### Source text
==============================

# Say Hello To My Little Friend



## 130 PLUMBER (Oct 22, 2009)

:yes::yes::yes:Just pick up a new 1065 rodder:yes::yes::yes:


----------



## user2090 (Sep 26, 2009)

Very nice, what does that bad boy weigh? Looks like it would be very heavy for one guy to move around.


----------



## luv2plumb (Apr 30, 2010)

I remember when mine was nice and shiney.....4 years ago.

These machines are like American Express....Don't leave home with-out it.:thumbup:


----------



## 130 PLUMBER (Oct 22, 2009)

Indie said:


> Very nice, what does that bad boy weigh? Looks like it would be very heavy for one guy to move around.


i would say with cable and all, maybe 140lb but im not sure....also for the most part it's a one man job unless the stairs are very steep


----------



## 130 PLUMBER (Oct 22, 2009)

luv2plumb said:


> I remember when mine was nice and shiney.....4 years ago.
> 
> These machines are like American Express....Don't leave home with-out it.:thumbup:


thats right!!!!! she wont be clean for long :whistling2:tomarrow is her 1st day out!! :thumbup::thumbup:


----------



## Will (Jun 6, 2010)

==============================

### Given material
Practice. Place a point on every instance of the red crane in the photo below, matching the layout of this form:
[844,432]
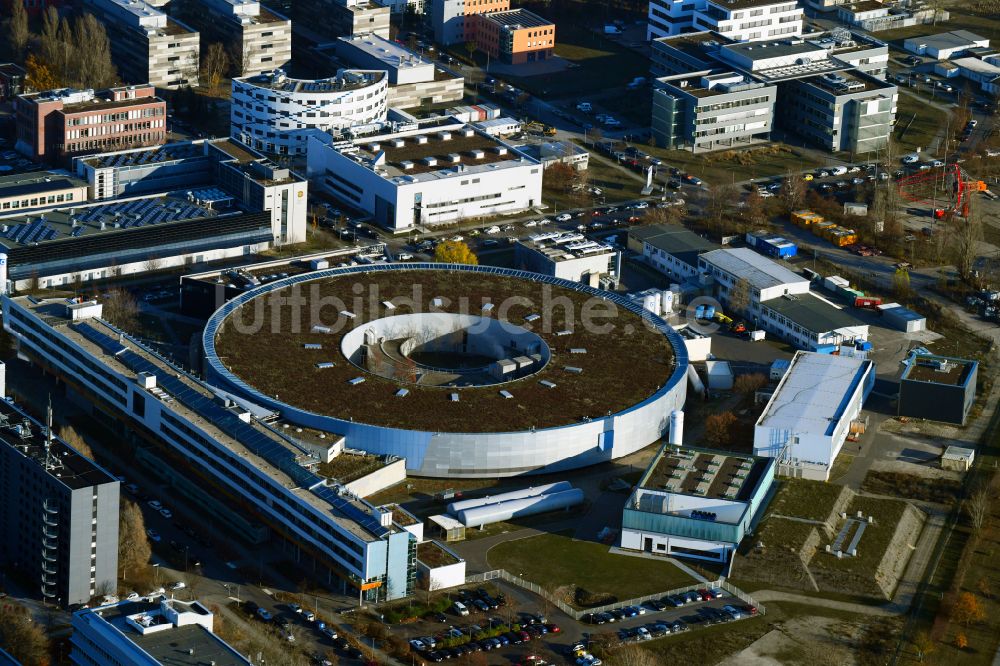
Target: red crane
[948,189]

==============================

### Challenges
#1 Copy the rodder thread word for word from "# Say Hello" up to and including "(Sep 26, 2009)".
#2 In the rodder thread, how much does 130 PLUMBER estimate the machine weighs with its cable?

### Answers
#1
# Say Hello To My Little Friend



## 130 PLUMBER (Oct 22, 2009)

:yes::yes::yes:Just pick up a new 1065 rodder:yes::yes::yes:


----------



## user2090 (Sep 26, 2009)

#2 Maybe 140 lb, though 130 PLUMBER is not sure.